_Tarefa A_
Traduza para inglês esta frase do texto sobre a autoridade do estado: «A finalidade da vida política é, pois, realizarmo-nos como seres humanos, tendo em vista uma vida boa.»
_Tarefa B_
Retome o texto sobre a autoridade do estado e continue-o a partir da última frase apresentada.
───── Texto de leitura
"O que legitima a autoridade do estado? Os políticos fazem
leis, os juízes decretam sentenças e os polícias prendem pessoas; e todos nós
estamos obrigados a obedecer. Caso desobedeçamos, seremos forçados, contra a
nossa vontade, a ser julgados e presos. O que justifica que adultos autónomos
possam ser tratados desta maneira? Por que razão será legítimo que o estado e
as suas diferentes instituições (a polícia, os governantes, os juízes, os
militares) tenham poder sobre todos nós? E será mesmo legítimo?
Uma maneira de responder à pergunta inicial é dizer que o
estado se justifica por si, uma vez que não há vida social, nem verdadeira
liberdade, fora dele. Este é o tipo de resposta dado por Aristóteles, para quem
a vida social no seio do estado faz parte da própria natureza humana. Tal como
não faz sentido explicar por que razão consentimos em nos tornarmos seres
humanos, também não faz sentido explicar por que razão consentimos ser
governados pelo estado. A finalidade da vida política é, pois, realizarmo-nos
como seres humanos, tendo em vista uma vida boa. Assim, para Aristóteles, o
mais importante não é tanto procurar saber como se justifica o estado, mas que
tipo de estado e de governo é melhor para garantir uma vida boa.
──────────
───── Entradas
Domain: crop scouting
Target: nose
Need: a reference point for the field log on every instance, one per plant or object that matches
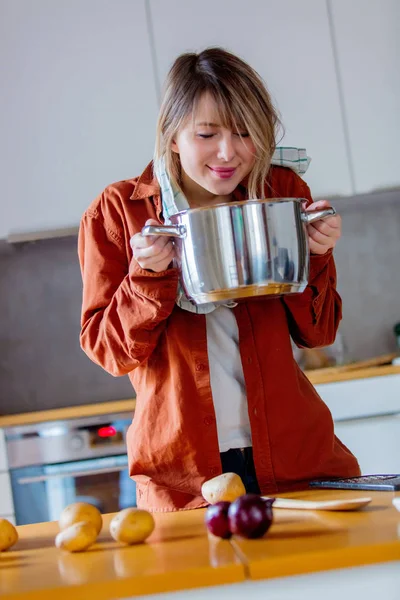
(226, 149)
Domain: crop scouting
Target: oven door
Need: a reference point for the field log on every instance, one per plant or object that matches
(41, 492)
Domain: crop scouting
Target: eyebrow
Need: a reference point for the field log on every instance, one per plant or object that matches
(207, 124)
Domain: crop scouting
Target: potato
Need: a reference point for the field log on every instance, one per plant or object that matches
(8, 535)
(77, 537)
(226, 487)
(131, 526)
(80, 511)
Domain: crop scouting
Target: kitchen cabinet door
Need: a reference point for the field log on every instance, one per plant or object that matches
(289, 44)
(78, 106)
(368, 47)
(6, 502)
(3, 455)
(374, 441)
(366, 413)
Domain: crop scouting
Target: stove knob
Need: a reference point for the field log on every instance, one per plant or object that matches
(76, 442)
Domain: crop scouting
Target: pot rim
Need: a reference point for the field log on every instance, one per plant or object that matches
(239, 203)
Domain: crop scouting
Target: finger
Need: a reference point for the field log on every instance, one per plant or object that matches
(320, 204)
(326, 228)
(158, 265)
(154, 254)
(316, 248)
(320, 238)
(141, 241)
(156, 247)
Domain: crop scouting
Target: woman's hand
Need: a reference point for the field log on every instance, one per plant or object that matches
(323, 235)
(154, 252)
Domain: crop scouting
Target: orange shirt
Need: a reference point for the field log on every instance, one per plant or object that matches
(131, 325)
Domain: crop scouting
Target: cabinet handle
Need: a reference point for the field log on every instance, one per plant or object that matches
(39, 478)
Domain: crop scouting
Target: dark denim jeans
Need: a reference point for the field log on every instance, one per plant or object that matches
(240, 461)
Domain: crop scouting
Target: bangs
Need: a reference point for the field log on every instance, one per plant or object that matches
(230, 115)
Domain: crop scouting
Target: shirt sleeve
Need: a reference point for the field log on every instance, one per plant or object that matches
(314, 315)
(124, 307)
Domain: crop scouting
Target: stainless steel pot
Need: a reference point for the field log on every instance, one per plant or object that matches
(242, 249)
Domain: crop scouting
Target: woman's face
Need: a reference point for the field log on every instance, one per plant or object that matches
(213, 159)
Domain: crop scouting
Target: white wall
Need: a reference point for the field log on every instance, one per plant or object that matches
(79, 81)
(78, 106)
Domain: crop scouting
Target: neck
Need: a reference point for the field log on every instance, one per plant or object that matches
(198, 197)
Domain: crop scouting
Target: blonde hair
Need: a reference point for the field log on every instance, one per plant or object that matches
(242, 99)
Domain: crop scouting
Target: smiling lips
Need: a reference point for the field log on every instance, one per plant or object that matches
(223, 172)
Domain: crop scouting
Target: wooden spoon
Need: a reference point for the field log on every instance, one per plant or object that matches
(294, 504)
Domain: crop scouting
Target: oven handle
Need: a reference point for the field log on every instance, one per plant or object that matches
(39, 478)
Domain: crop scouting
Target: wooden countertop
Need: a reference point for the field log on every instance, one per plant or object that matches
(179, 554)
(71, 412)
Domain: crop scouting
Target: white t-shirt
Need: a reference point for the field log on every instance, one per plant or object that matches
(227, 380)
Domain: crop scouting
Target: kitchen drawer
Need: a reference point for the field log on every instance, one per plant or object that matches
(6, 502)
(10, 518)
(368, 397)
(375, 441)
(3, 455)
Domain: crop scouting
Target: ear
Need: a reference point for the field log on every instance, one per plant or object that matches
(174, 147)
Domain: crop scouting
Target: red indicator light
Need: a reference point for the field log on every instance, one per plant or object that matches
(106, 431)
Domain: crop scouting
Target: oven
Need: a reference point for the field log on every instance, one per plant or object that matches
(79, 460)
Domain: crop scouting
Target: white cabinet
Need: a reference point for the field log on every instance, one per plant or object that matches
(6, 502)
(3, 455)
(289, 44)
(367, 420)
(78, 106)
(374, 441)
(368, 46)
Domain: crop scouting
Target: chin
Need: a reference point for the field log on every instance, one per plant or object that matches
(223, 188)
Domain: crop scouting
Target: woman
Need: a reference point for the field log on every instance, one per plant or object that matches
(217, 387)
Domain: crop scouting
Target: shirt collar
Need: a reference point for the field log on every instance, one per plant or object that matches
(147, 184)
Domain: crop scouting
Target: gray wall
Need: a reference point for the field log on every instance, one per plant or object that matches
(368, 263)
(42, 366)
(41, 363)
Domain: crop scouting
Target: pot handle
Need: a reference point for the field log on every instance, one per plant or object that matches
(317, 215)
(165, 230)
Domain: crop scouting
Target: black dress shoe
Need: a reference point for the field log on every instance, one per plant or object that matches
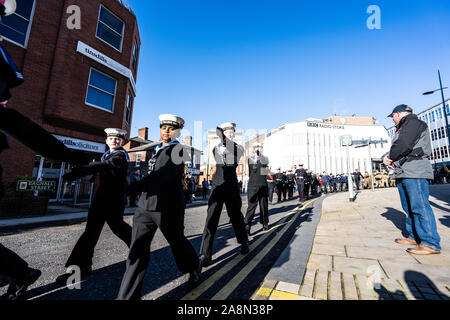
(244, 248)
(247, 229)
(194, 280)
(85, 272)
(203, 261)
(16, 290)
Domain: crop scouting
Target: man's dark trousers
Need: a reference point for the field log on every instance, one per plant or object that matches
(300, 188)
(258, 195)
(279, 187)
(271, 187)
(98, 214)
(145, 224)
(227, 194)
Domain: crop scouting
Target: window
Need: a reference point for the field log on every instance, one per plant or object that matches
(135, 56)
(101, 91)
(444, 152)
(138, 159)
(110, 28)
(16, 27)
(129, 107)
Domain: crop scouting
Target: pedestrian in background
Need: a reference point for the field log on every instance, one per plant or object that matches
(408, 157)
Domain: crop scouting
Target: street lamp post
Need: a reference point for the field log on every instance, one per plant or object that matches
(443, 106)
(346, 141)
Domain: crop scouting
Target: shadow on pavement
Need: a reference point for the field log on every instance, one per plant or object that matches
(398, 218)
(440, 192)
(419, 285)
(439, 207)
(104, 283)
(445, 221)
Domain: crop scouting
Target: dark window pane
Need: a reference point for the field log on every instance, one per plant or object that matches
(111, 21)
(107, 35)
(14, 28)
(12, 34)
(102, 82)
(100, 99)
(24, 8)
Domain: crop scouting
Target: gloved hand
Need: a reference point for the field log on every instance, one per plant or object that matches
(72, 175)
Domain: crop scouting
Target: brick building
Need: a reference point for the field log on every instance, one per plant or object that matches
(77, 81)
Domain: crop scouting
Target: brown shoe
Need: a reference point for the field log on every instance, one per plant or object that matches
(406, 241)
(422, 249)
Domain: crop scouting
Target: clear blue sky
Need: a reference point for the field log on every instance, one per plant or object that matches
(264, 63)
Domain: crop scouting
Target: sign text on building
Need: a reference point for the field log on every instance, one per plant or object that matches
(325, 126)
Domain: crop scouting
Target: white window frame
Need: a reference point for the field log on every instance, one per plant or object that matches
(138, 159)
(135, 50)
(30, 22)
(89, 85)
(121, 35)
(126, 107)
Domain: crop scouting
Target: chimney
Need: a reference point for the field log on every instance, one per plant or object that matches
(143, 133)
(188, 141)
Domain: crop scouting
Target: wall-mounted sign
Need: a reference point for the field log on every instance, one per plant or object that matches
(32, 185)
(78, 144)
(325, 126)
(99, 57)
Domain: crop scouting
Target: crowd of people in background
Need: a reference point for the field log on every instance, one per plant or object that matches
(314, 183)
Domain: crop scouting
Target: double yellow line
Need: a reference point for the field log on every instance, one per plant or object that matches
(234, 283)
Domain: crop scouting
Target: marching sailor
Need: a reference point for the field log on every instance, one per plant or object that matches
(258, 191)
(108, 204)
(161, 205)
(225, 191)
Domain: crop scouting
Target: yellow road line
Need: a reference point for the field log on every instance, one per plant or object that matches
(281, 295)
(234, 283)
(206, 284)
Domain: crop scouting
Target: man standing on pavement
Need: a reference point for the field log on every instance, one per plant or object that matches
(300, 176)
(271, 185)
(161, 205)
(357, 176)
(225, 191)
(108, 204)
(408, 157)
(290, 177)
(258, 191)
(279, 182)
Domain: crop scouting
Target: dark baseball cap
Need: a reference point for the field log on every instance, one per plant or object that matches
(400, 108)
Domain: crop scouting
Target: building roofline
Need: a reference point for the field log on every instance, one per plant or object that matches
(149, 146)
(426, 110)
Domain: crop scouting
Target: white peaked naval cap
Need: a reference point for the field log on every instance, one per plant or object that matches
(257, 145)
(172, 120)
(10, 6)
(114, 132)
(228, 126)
──────────
_Resultado A_
The purpose of political life is, therefore, to fulfill ourselves as human beings, with a view to a good life.

_Resultado B_
Outra maneira de explicar a autoridade do estado é mostrar
que na ausência de estado, onde ninguém exerce o poder sobre ninguém – isto é,
no estado de natureza – a vida seria insuportável, na medida em que a guerra de
todos contra todos seria praticamente inevitável. Haveria assim uma boa razão
para aceitar a existência da autoridade do estado: esse seria o preço a pagar
pela protecção e segurança que só um governo pode garantir. Este é o caminho
seguido por John Locke, entre outros. Esta resposta é, em parte, uma
justificação negativa para a autoridade do estado: aceitamos a autoridade
porque não estamos interessados em viver no estado de natureza. É a necessidade
de protecção que leva cada pessoa a consentir a autoridade do estado,
estabelecendo como que um contrato social com os outros, em que todos aceitam
limitar a sua liberdade em troca da sua segurança e da segurança dos seus bens.
Chama-se contratualista a esta teoria.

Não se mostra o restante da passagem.